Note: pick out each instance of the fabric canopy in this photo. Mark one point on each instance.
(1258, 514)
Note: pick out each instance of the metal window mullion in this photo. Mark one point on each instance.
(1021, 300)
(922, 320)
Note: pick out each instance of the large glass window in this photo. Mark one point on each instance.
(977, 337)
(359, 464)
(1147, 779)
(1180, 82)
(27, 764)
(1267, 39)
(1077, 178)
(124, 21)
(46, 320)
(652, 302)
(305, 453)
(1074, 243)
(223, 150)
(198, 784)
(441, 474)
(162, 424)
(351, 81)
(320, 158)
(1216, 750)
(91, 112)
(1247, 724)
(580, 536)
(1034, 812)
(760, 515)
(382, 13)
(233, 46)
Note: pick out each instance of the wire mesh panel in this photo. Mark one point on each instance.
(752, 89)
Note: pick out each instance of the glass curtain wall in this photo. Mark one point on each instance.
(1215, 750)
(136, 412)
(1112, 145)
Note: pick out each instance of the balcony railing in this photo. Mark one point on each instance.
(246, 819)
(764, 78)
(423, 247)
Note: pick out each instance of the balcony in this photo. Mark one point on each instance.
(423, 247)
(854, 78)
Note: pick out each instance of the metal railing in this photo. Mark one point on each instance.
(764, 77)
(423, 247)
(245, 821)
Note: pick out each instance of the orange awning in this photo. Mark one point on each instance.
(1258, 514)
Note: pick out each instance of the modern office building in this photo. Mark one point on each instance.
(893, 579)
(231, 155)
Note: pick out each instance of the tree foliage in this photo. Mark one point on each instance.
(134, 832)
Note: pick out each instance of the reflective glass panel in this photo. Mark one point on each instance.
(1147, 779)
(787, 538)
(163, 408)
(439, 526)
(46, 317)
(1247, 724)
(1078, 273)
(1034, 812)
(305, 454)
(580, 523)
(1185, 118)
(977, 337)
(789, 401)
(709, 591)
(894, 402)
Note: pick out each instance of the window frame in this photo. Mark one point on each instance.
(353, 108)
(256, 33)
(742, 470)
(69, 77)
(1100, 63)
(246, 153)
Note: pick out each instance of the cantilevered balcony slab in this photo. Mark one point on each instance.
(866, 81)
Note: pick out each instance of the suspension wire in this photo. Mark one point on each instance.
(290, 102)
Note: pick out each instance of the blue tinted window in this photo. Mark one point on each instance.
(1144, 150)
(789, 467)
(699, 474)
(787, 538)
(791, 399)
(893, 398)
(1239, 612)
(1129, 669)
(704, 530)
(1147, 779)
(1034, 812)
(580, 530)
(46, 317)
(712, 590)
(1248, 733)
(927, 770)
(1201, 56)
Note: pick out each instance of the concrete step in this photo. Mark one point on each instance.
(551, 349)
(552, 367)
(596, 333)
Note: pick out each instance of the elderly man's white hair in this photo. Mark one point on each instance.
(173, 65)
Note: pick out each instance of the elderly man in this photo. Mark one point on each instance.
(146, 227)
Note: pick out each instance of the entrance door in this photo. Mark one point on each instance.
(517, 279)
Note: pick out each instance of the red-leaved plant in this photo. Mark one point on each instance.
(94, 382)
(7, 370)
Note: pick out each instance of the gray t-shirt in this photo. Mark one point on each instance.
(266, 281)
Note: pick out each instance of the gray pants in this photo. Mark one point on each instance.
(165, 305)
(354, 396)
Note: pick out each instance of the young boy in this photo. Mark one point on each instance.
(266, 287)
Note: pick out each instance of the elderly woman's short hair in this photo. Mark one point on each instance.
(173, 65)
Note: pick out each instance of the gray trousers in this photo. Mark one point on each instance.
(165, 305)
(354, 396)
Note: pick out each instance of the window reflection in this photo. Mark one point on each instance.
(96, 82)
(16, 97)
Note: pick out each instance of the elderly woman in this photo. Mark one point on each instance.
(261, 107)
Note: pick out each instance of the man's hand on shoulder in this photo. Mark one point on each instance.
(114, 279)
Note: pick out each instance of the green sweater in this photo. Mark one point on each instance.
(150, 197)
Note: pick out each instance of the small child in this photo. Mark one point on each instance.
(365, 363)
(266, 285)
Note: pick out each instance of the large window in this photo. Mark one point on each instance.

============================================================

Task statement - Repeat exactly, and only, the lines of the records above, starting with the line that contains "Note: pick out each instance of the elderly woman's" and ending with the final line, both included.

Solution below -
Note: pick out each instance of the elderly woman's short hair in this photo. Mark one point on each instance.
(173, 65)
Note: pick out each instance of the gray trousers in this photo. Mark one point on each instance.
(165, 305)
(354, 396)
Note: pick out each instance of the window reflection in this photo. Mark one point on each instance.
(96, 82)
(16, 97)
Note: pick out each instance of the elderly woman in this photo. Mark one point on each instance.
(261, 107)
Note: pick out each instance of the man's hand on shoulder in this photo. Mark one point on each instance.
(114, 279)
Note: pick out each instance of the green sweater in this photo. Mark one point on each instance.
(150, 197)
Note: pick out each instance of the small child in this photo. Mark one point on each instance.
(365, 363)
(266, 285)
Note: pick out each instance of the large window in this photo. Mark one point on each instance.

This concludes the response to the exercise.